:: What to produce ::
Write the lines out again, from the top of the material to the line containing "box: [1110, 604, 1171, 770]", pictures excluded.

:: Supplied data ::

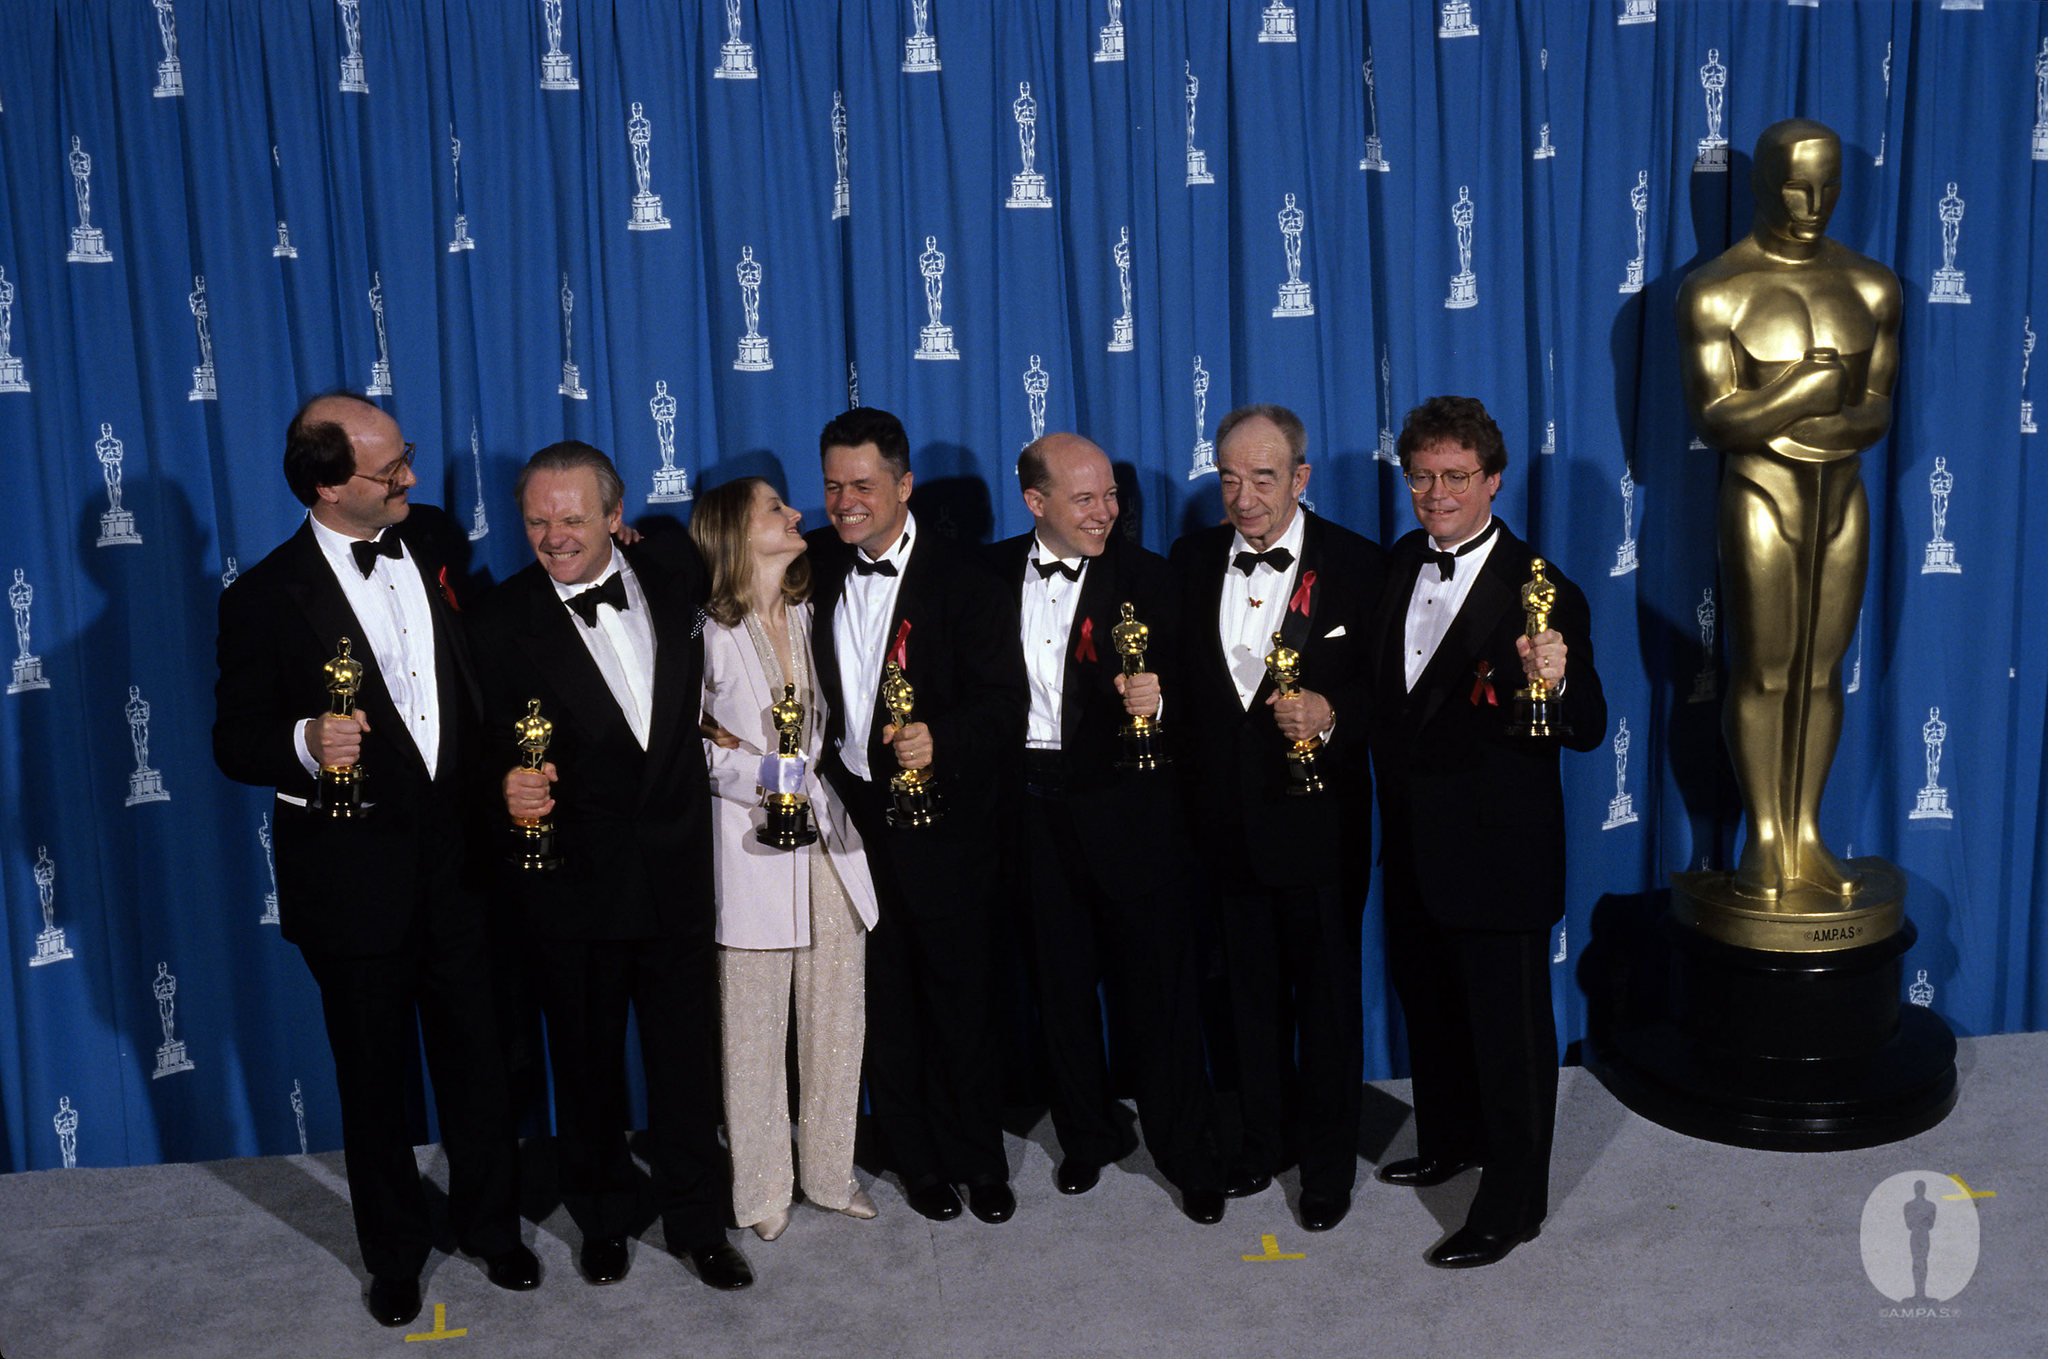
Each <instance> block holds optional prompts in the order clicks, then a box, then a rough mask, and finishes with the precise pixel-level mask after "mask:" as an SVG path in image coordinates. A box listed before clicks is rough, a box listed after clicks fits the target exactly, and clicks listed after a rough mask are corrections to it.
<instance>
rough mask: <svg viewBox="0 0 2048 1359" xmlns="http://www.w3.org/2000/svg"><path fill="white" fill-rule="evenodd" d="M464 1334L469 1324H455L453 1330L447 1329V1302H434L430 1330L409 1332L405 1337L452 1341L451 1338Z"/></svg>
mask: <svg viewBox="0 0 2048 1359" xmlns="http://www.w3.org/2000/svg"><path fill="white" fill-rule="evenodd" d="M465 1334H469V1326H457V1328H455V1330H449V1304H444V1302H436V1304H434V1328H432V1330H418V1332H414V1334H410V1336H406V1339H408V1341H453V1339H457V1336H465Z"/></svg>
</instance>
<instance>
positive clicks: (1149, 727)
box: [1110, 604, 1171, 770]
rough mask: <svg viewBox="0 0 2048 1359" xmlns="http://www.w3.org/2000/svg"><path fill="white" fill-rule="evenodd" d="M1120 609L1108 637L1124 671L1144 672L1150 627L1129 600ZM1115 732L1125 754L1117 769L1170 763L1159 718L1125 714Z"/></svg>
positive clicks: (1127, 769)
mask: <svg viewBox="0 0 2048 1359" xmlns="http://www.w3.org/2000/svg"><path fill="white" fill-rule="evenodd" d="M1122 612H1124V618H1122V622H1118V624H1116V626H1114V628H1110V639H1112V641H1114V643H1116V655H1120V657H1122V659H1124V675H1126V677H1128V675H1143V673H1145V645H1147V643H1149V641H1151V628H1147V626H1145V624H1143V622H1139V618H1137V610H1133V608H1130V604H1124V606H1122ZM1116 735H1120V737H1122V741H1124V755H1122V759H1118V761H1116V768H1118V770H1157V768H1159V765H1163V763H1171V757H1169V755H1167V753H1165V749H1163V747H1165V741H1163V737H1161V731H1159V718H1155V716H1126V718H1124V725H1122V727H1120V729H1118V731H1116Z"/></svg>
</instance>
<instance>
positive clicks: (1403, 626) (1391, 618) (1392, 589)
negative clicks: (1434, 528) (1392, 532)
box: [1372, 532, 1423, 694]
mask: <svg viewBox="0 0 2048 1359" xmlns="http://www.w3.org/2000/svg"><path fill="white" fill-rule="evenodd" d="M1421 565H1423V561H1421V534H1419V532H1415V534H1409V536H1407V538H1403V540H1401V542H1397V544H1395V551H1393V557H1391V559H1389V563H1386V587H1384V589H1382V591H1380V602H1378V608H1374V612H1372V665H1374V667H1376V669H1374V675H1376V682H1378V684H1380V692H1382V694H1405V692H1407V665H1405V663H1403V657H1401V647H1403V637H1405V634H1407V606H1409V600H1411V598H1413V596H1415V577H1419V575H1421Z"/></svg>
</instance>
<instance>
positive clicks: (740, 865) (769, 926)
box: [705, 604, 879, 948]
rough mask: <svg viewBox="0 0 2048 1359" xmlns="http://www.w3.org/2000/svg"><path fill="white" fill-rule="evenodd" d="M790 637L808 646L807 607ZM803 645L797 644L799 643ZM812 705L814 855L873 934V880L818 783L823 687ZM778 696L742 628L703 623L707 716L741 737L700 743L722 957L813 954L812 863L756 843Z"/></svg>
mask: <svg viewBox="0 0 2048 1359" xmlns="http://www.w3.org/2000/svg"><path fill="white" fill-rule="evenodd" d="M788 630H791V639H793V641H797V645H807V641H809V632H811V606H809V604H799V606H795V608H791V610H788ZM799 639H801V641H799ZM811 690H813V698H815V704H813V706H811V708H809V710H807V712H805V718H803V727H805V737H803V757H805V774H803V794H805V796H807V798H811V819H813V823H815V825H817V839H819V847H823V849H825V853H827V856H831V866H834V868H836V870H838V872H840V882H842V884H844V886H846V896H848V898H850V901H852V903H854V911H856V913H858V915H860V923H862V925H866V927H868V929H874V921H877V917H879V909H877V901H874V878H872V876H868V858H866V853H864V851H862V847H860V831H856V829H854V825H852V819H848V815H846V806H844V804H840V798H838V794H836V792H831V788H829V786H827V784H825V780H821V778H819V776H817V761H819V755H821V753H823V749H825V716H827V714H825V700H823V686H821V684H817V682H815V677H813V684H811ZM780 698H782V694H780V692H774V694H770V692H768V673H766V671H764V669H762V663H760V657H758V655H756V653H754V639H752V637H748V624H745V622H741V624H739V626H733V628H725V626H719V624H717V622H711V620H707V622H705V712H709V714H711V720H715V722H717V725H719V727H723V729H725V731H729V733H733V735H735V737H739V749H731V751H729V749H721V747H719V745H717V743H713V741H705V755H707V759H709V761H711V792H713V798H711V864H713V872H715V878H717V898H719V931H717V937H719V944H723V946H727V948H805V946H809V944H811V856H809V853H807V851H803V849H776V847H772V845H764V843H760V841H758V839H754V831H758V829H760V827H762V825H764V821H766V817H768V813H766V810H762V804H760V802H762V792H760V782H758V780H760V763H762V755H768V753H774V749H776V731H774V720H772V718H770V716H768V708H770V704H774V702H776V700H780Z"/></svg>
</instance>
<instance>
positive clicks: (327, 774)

:: Answer to this task ::
Each <instance> block holds optional prompts in the order clicks, then a box, then a rough mask, and finishes with the precise pixel-level mask after "mask:" as an SVG path in image coordinates. A box listed before clicks is rough, a box listed after clicks fits the target exactly, and clicks listed after a rough mask are corrections to it.
<instance>
rough mask: <svg viewBox="0 0 2048 1359" xmlns="http://www.w3.org/2000/svg"><path fill="white" fill-rule="evenodd" d="M464 1334L469 1324H455L453 1330L447 1329V1302H434L430 1330L409 1332L405 1337L452 1341L451 1338Z"/></svg>
mask: <svg viewBox="0 0 2048 1359" xmlns="http://www.w3.org/2000/svg"><path fill="white" fill-rule="evenodd" d="M465 1334H469V1326H457V1328H455V1330H449V1304H444V1302H436V1304H434V1328H432V1330H418V1332H414V1334H410V1336H406V1339H408V1341H453V1339H457V1336H465Z"/></svg>
</instance>
<instance>
positive clicks: (1149, 727)
box: [1110, 604, 1171, 770]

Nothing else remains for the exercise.